• _READING TEXT_
— START —
Design Strategy Question

Design Strategy Question

Post by Tim Klu » Thu, 23 Apr 1998 04:00:00



Our system has several tables, which when normalized, have a large number
of foreign keys. Given the limit of 16 joins in a single query, we have had
a difficult time creating queries and/or stored procedures to efficiently
and quickly retrieve records. When we are required to retrieve many
records, performance deteriorates rapidly.

Has anyone had experience dealing with query result set dependent upon a
large number of joins? If so, what design / implementation solutions have
worked best? I would prefer not to denormalize for a number of reason,
however some of our perfomance issues are fairly significant.
— END —
• _RECORDED DATA_
— START —
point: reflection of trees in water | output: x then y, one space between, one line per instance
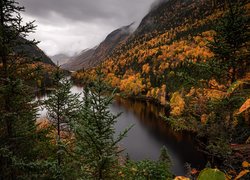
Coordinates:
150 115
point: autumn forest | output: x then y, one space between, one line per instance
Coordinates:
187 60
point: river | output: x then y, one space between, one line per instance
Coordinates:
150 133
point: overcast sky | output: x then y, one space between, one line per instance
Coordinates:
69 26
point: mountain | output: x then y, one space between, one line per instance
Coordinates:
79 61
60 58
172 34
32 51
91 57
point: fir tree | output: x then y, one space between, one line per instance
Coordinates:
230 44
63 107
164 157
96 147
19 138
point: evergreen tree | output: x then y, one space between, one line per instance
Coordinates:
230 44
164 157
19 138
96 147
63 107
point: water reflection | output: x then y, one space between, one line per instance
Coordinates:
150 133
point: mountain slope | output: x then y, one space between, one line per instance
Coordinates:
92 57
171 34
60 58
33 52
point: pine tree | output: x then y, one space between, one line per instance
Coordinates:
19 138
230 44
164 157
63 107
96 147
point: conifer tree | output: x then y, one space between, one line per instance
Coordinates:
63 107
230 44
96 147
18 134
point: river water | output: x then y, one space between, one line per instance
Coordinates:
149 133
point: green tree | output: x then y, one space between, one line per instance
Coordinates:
— END —
— START —
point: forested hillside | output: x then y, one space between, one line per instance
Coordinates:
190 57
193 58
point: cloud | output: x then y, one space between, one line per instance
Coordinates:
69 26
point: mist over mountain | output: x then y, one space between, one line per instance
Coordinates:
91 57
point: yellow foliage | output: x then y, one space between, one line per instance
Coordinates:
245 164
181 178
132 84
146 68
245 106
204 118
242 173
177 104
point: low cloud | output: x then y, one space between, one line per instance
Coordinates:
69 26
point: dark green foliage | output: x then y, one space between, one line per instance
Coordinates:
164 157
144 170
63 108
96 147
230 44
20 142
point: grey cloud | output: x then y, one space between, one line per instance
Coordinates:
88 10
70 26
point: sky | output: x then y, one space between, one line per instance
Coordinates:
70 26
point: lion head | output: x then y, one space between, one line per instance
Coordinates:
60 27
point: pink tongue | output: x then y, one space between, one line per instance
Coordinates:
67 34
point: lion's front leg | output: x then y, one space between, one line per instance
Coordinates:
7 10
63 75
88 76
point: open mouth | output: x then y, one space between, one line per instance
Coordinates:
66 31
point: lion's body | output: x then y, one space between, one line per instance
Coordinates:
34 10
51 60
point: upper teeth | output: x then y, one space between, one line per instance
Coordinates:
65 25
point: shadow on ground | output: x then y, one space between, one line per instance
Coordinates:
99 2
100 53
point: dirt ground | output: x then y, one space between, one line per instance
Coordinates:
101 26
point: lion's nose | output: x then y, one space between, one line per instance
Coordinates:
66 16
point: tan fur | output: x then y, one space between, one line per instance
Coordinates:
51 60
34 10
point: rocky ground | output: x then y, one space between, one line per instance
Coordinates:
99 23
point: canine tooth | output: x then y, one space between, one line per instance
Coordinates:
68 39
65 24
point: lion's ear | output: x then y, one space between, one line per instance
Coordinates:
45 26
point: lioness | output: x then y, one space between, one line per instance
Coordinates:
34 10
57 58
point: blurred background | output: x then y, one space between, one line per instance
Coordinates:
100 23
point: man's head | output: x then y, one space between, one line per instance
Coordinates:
— END —
• _EXERCISES TO COMPLETE_
[1] What limit on joins in a single query does the database post mention?
[2] In the database post, swap "stored procedures" for "views" and write out the passage between "Our system has" and "are fairly significant.", inclusive.
[3] Carry on the database post from the point where it stops.
You won't need the rows for any of this.

• _RESULTS IN ORDER_
[1] A limit of 16 joins in a single query.

[2]
Our system has several tables, which when normalized, have a large number
of foreign keys. Given the limit of 16 joins in a single query, we have had
a difficult time creating queries and/or views to efficiently
and quickly retrieve records. When we are required to retrieve many
records, performance deteriorates rapidly.

Has anyone had experience dealing with query result set dependent upon a
large number of joins? If so, what design / implementation solutions have
worked best? I would prefer not to denormalize for a number of reason,
however some of our perfomance issues are fairly significant.

[3]
Design Strategy Question

Post by Greg Michelso » Thu, 23 Apr 1998 04:00:00


given your restrictions, there are only a couple things I can think of

1.  Use views
2.  Construct temporary tables (possibly every day with ## global option)
and pre-join the most important tables - onces with single column primary
keys e.g.

 
 
 

Design Strategy Question

Post by Roy Harv » Thu, 23 Apr 1998 04:00:00


Greg,

Quote:>1.  Use views

Views do NOT get around the SQL Server limit of 16 tables in one
query.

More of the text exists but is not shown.